» Perintah Tugas: Tolong sebutkan, menurut bacaan tentang Mangkunegara VII, di universitas mana ia sempat menempuh pendidikan dan berapa lama.

» Bacaan yang Disediakan:
◆ ◆ ◆

Kanjeng Gusti Pangeran Adipati Arya Mangkunegara VII adalah Adipati ketujuh Mangkunegaran yang memerintah dari tahun 1916 hingga tahun 1944.[1]
Keluarga
Mangkunegara VII terlahir dengan nama Raden Mas Soerjosoeparto. Ia adalah anak ketujuh atau anak lelaki ketiga dari 28 bersaudara anak-anak dari Mangkunegara V.[2]
Mangkunegara VII, dikenal pada zamannya sebagai bangsawan modern yang berkontribusi banyak terhadap kelangsungan kebudayaan Jawa dan gerakan kebangkitan nasional Indonesia. Ia sempat mengenyam pendidikan di Universitas Leiden di Belanda selama tiga tahun, sebelum pulang ke Indonesia untuk menggantikan pamannya, Mangkunegara VI yang mengundurkan diri tahun 1916.

◆ ◆ ◆

» Bagian Data:

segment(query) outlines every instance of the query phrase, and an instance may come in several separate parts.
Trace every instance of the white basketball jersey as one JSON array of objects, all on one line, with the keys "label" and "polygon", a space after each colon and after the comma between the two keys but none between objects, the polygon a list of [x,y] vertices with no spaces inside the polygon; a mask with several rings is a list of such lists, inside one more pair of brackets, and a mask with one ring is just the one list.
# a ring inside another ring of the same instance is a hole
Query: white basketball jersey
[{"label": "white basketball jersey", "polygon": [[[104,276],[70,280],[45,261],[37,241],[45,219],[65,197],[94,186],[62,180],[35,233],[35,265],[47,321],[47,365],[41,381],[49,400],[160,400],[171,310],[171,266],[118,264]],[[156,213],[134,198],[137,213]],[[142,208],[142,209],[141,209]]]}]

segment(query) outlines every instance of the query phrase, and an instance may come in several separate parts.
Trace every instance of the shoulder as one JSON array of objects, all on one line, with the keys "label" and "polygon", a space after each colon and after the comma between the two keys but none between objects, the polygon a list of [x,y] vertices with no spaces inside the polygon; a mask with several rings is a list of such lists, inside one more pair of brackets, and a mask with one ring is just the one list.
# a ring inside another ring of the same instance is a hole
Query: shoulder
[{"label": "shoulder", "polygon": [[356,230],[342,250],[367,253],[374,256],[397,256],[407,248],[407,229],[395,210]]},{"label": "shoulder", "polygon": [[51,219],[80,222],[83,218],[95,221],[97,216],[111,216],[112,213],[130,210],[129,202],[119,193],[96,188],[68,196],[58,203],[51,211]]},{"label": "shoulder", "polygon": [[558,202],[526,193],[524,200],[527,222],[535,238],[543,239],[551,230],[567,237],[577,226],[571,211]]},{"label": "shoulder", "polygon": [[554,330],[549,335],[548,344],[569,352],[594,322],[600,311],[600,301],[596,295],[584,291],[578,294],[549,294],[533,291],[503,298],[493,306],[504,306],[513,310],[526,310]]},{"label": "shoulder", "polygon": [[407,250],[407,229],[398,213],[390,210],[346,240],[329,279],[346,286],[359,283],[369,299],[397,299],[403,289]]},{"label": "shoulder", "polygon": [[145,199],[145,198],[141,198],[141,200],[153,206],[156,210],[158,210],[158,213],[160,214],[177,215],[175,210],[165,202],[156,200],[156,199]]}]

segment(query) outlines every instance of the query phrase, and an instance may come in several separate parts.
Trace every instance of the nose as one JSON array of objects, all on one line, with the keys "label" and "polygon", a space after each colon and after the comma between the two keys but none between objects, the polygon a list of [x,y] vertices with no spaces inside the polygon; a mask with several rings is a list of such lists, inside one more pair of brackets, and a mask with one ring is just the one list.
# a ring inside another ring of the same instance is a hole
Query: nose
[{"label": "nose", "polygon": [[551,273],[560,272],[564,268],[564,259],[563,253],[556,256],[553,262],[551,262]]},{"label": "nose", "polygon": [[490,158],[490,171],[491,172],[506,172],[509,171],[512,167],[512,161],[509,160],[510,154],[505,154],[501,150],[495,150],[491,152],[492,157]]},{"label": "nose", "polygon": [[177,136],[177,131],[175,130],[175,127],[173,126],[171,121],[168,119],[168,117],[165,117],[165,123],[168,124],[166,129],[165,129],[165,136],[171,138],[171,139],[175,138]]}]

◆ ◆ ◆

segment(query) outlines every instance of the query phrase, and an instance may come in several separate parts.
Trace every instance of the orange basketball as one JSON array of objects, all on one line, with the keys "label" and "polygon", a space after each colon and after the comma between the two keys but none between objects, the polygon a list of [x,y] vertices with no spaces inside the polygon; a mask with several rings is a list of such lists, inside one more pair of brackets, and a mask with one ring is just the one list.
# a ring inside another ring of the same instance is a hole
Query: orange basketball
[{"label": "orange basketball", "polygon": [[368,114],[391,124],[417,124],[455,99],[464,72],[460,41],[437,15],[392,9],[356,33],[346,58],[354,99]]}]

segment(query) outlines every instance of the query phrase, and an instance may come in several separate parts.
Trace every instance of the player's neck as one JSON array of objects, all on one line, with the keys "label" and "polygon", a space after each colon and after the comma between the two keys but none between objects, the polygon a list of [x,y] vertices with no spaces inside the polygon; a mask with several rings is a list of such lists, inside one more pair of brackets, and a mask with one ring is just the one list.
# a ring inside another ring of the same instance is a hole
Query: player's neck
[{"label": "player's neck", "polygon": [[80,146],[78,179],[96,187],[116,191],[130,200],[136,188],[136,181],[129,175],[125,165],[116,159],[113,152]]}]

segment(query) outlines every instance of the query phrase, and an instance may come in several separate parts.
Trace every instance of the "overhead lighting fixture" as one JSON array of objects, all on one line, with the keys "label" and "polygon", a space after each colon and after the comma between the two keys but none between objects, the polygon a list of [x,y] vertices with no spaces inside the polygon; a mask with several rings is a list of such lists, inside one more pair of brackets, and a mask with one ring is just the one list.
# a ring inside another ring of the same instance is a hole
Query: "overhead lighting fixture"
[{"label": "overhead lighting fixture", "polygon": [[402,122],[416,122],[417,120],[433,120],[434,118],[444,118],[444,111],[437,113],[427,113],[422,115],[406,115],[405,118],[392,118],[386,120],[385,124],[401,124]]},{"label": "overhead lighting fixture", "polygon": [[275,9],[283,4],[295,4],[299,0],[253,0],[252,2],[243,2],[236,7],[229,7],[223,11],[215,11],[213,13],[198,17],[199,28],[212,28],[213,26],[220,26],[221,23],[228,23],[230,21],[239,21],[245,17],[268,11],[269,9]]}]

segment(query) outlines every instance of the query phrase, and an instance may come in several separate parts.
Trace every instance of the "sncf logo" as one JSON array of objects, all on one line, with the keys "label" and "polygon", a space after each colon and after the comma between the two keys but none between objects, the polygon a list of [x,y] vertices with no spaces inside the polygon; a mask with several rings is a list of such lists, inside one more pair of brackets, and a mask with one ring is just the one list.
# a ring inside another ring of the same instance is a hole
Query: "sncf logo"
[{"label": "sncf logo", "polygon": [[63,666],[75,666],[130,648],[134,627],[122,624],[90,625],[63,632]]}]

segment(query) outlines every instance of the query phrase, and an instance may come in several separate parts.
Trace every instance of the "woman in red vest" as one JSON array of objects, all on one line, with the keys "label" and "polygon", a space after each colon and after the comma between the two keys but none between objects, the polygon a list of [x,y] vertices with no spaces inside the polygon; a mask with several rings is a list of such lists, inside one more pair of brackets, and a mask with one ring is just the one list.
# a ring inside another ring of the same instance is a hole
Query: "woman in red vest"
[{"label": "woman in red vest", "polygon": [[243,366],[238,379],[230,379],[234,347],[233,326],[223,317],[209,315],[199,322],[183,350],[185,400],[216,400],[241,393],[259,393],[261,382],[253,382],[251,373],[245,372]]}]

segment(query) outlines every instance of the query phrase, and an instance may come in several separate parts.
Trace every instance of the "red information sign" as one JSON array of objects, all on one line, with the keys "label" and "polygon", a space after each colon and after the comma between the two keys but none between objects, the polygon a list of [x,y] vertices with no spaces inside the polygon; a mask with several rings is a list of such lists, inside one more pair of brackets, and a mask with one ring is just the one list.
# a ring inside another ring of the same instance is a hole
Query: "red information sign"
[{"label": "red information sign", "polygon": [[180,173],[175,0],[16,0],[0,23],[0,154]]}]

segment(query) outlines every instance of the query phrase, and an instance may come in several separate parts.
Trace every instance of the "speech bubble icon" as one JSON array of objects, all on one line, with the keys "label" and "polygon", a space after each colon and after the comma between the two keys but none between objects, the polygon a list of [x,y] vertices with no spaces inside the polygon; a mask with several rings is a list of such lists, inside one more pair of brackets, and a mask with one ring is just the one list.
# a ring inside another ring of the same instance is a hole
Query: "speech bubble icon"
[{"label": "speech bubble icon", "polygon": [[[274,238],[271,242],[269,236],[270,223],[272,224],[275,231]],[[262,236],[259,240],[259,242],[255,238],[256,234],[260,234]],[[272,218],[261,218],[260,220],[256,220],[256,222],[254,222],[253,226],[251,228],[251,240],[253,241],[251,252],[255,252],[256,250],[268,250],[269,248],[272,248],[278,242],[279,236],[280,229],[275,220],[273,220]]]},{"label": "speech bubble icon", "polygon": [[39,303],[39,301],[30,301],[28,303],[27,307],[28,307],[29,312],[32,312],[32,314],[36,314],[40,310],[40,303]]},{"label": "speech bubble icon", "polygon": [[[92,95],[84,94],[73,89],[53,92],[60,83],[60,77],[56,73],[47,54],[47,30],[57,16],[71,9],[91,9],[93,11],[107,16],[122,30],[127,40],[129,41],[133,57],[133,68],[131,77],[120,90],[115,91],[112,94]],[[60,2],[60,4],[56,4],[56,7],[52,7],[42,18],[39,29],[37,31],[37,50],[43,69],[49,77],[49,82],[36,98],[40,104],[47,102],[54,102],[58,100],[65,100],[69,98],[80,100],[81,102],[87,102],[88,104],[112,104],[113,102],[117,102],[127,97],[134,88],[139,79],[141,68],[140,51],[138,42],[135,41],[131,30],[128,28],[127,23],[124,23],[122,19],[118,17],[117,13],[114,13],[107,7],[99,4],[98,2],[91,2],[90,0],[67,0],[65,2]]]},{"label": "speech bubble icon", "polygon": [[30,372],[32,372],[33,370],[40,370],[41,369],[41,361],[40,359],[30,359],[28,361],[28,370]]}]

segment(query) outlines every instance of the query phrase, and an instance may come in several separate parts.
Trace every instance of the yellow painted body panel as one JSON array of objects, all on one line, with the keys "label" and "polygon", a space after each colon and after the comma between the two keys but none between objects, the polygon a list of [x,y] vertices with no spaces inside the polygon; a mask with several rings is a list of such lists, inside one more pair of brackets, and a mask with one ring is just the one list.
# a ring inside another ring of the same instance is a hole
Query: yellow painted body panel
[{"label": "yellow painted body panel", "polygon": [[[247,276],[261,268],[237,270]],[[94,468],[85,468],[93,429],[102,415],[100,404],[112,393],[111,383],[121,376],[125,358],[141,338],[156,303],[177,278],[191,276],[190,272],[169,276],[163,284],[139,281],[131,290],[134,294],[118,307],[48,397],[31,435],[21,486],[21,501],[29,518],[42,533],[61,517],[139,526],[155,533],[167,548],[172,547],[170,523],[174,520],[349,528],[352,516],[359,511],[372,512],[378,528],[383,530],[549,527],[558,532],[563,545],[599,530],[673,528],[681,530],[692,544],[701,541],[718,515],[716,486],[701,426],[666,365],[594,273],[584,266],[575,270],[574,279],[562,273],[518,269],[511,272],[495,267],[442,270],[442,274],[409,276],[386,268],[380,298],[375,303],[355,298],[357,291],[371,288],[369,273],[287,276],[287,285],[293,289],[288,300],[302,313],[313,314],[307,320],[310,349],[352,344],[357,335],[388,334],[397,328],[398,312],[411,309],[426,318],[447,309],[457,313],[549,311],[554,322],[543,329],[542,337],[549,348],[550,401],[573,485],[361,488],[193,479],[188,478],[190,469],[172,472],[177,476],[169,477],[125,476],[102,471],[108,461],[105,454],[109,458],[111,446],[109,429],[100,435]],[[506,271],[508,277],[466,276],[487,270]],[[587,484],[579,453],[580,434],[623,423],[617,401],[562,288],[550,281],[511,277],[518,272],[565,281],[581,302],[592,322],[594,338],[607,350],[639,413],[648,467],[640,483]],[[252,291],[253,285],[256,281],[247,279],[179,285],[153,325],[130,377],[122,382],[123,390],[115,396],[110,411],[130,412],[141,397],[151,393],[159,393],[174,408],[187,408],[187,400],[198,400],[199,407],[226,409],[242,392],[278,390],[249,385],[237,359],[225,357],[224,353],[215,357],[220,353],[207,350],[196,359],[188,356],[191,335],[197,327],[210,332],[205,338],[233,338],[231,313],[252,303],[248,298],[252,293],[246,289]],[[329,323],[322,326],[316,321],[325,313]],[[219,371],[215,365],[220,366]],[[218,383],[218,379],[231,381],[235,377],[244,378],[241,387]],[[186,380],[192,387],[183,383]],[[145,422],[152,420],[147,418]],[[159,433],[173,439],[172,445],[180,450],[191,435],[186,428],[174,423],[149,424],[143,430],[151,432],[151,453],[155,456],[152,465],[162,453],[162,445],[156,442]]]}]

◆ ◆ ◆

» Jawaban: Ia menempuh pendidikan di Universitas Leiden di Belanda selama tiga tahun.